• Task to complete
Exactly as written, transcribe each record below.

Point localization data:
* * * * * * * * *

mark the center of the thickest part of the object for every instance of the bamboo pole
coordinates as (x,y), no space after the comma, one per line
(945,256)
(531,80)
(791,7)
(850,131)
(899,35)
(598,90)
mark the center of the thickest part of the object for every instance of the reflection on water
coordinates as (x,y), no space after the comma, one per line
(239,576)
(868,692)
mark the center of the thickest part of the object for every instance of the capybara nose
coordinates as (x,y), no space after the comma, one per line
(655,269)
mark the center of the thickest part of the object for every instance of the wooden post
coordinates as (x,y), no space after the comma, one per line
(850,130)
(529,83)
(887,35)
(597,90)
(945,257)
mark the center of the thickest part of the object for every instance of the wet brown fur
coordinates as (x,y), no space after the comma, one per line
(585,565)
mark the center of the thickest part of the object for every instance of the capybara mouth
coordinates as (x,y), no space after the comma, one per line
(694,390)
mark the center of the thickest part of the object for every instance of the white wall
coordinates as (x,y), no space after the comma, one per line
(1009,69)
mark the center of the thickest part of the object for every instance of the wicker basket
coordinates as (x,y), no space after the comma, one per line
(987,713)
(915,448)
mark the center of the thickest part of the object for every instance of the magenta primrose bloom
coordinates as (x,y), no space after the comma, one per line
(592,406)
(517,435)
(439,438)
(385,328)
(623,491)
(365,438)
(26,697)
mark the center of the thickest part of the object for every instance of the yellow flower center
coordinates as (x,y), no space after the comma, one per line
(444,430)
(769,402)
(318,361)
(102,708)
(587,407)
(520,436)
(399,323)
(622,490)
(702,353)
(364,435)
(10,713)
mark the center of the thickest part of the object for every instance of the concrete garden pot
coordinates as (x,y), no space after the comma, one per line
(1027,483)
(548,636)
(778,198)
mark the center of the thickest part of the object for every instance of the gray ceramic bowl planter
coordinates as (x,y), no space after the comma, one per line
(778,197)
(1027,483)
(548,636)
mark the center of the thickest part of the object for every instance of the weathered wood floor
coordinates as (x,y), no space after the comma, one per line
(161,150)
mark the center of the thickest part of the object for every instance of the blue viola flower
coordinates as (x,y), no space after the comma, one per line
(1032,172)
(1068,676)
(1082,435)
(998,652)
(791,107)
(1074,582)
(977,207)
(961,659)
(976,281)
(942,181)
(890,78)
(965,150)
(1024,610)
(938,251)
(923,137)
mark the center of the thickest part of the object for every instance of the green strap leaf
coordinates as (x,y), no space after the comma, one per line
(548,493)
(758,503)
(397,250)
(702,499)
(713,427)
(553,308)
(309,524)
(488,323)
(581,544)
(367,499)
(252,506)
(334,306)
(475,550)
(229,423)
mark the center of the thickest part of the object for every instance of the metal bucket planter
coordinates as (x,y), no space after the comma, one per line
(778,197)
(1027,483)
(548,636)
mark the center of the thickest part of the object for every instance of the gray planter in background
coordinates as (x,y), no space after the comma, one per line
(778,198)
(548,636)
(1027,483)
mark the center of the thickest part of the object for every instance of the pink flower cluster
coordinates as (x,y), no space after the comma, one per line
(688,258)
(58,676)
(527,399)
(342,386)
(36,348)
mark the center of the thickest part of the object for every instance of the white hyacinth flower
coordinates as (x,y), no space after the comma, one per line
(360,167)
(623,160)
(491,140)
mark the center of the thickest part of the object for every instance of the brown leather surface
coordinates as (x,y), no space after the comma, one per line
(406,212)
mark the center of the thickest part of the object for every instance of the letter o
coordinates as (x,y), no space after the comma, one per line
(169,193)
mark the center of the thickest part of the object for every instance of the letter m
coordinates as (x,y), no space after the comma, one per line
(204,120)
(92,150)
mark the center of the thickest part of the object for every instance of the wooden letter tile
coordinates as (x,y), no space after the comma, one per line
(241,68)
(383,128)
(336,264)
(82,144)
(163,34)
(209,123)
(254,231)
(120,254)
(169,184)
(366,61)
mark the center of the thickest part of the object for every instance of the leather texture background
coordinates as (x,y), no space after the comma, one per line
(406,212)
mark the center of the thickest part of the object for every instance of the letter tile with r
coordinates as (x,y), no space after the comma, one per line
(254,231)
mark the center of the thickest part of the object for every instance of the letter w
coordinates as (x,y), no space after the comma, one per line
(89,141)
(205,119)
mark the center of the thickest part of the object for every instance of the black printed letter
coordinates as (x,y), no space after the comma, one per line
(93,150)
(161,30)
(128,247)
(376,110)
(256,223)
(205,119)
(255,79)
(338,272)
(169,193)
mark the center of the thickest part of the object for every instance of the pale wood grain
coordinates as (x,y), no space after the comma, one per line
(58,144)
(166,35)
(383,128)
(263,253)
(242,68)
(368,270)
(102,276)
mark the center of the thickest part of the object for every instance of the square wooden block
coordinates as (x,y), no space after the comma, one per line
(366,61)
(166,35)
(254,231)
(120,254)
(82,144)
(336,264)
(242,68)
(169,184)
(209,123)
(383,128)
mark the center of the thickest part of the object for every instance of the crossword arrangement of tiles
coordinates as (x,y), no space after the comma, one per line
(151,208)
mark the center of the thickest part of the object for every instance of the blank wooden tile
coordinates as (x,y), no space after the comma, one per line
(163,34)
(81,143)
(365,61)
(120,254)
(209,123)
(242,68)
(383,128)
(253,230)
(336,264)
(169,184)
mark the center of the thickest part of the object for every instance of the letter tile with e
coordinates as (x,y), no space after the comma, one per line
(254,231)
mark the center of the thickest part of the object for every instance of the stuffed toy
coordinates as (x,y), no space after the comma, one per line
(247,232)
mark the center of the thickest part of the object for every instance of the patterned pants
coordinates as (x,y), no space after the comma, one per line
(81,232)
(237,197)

* * * * * * * * *

• Answer section
mark the center of the thickest part of the object for every instance of the bamboo pole
coordinates as (x,y), no space after the comma, one per line
(945,256)
(531,80)
(791,7)
(850,131)
(899,35)
(598,90)
mark the center of the thickest part of the object for every instance of the reflection on water
coordinates as (x,y), no space after the comma, one per line
(239,576)
(868,692)
mark the center of the thickest part of the object for every instance of the capybara nose
coordinates as (x,y), no space after the comma, one per line
(655,269)
mark the center of the thickest part of the object for every instance of the wooden post
coordinates as (x,y), no space after the comma, one per line
(850,130)
(529,83)
(887,35)
(597,90)
(945,257)
mark the center of the thickest part of the object for every instance of the wet brown fur
coordinates as (x,y), no space after the comma, one per line
(585,565)
mark the center of the thickest part of the object for every instance of the capybara mouth
coordinates as (x,y), no space after the comma, one per line
(694,390)
mark the center of the thickest part of the object for every instance of the white wall
coordinates as (x,y), no space after the comma, one per line
(1009,69)
mark the center of the thickest part of the object for every instance of the wicker basket
coordinates as (x,y), no space after the comma, one per line
(987,713)
(915,448)
mark the center of the thickest part of the object for every instance of the magenta primrose bloom
coordinates as (x,y), no space after the comma, one per line
(592,406)
(517,435)
(439,438)
(385,328)
(623,491)
(365,438)
(26,697)
mark the center of the thickest part of the object for every instance of the yellow flower center
coordinates as (x,y), no space after the comma, one per line
(444,430)
(769,402)
(318,361)
(102,708)
(587,407)
(520,436)
(399,323)
(622,490)
(702,353)
(364,435)
(10,713)
mark the center of the thickest part of the object for every instance of the concrete garden pot
coordinates as (x,y), no space after the comma, one per line
(1027,483)
(548,636)
(778,198)
mark the center of the thickest part of the object for every instance of the gray ceramic bowl planter
coordinates as (x,y), no space after the comma, one per line
(778,197)
(1027,483)
(548,636)
mark the center of the thickest part of the object for every instance of the weathered wood floor
coordinates as (x,y), no space after the comma, one per line
(161,150)
mark the center of the thickest part of the object for every instance of the blue viola flower
coordinates as (x,y), no space after the comma, one per line
(1032,172)
(1068,676)
(1082,435)
(998,652)
(791,107)
(1074,582)
(977,207)
(961,659)
(976,281)
(942,181)
(890,78)
(965,150)
(1024,610)
(938,251)
(923,137)
mark the center of the thickest part of the object for every instance of the green strap leaf
coordinates as (x,y), no space after the comma, one per line
(548,493)
(758,503)
(397,250)
(702,499)
(713,427)
(553,308)
(309,524)
(488,323)
(581,544)
(367,499)
(252,506)
(334,306)
(475,550)
(229,423)
mark the center of the thickest part of the object for every instance of the metal bucket planter
coordinates as (x,y), no space after the comma, one per line
(778,197)
(1027,483)
(548,636)
mark the center of the thickest part of the object for every instance of the gray planter in background
coordinates as (x,y), no space after the comma, one per line
(778,198)
(548,636)
(1027,483)
mark the center of the thickest part of the object for every instance of the pink flower cluster
coordinates as (x,y), no space after the comma, one per line
(688,258)
(58,676)
(527,399)
(342,386)
(36,348)
mark the center of the thickest part of the object for every instance of the white hyacinth flower
coordinates as (x,y), no space after the comma, one per line
(360,167)
(623,160)
(491,140)
mark the center of the thickest part of the object for every instance of the brown leather surface
coordinates as (x,y), no space after the comma, one per line
(406,212)
mark the center of the thickest part of the object for every instance of the letter o
coordinates as (x,y), no space after the comma, one per line
(169,193)
mark the center of the thickest part of the object for every instance of the letter m
coordinates as (x,y), no space after the comma, one per line
(204,120)
(92,150)
mark the center of the thickest part of the object for every instance of the wooden letter tile
coordinates as (x,y), no space after the comma, one per line
(241,68)
(383,128)
(336,264)
(82,144)
(163,34)
(209,123)
(254,231)
(120,254)
(169,184)
(366,61)
mark the center of the thickest part of the object for every instance of the leather texture background
coordinates as (x,y), no space after the comma, one per line
(406,212)
mark the center of the thickest part of the object for every instance of the letter tile with r
coordinates as (x,y), no space after the comma, one per line
(254,231)
mark the center of the thickest part of the object for every instance of the letter w
coordinates as (x,y), no space after the comma, one per line
(89,141)
(205,119)
mark the center of the thickest part of the object for every instance of the black printed letter
coordinates as (x,y), no space after the comma, one per line
(93,150)
(161,30)
(128,247)
(376,110)
(256,223)
(205,119)
(255,79)
(338,272)
(169,193)
mark the center of the thickest part of the object for every instance of the pale wood grain
coordinates as (x,y), no space after the comma, one per line
(58,144)
(166,35)
(383,128)
(263,253)
(242,68)
(368,270)
(102,276)
mark the center of the thickest part of the object for every instance of the square wooden block
coordinates as (x,y), no space after the comma, one per line
(366,61)
(166,35)
(254,231)
(120,254)
(82,144)
(336,264)
(242,68)
(169,184)
(209,123)
(383,128)
mark the center of the thickest part of the object for every instance of the crossword arrangement of tiles
coordinates as (x,y), no space after the comma, one per line
(151,208)
mark the center of the thickest part of the object for every instance of the blank wooden tile
coordinates as (x,y), no space after the comma, one per line
(163,34)
(81,143)
(365,61)
(120,254)
(209,123)
(242,68)
(383,128)
(253,230)
(336,264)
(169,184)
mark the center of the thickest part of the object for every instance of the letter tile with e
coordinates as (x,y), no space after the comma, one per line
(254,231)
mark the center of the thickest part of the object for every instance of the stuffed toy
coordinates as (x,y), no space after the comma, one per line
(247,232)
mark the center of the thickest part of the object for every instance of the patterned pants
coordinates as (x,y), no space after the comma, one per line
(81,232)
(237,197)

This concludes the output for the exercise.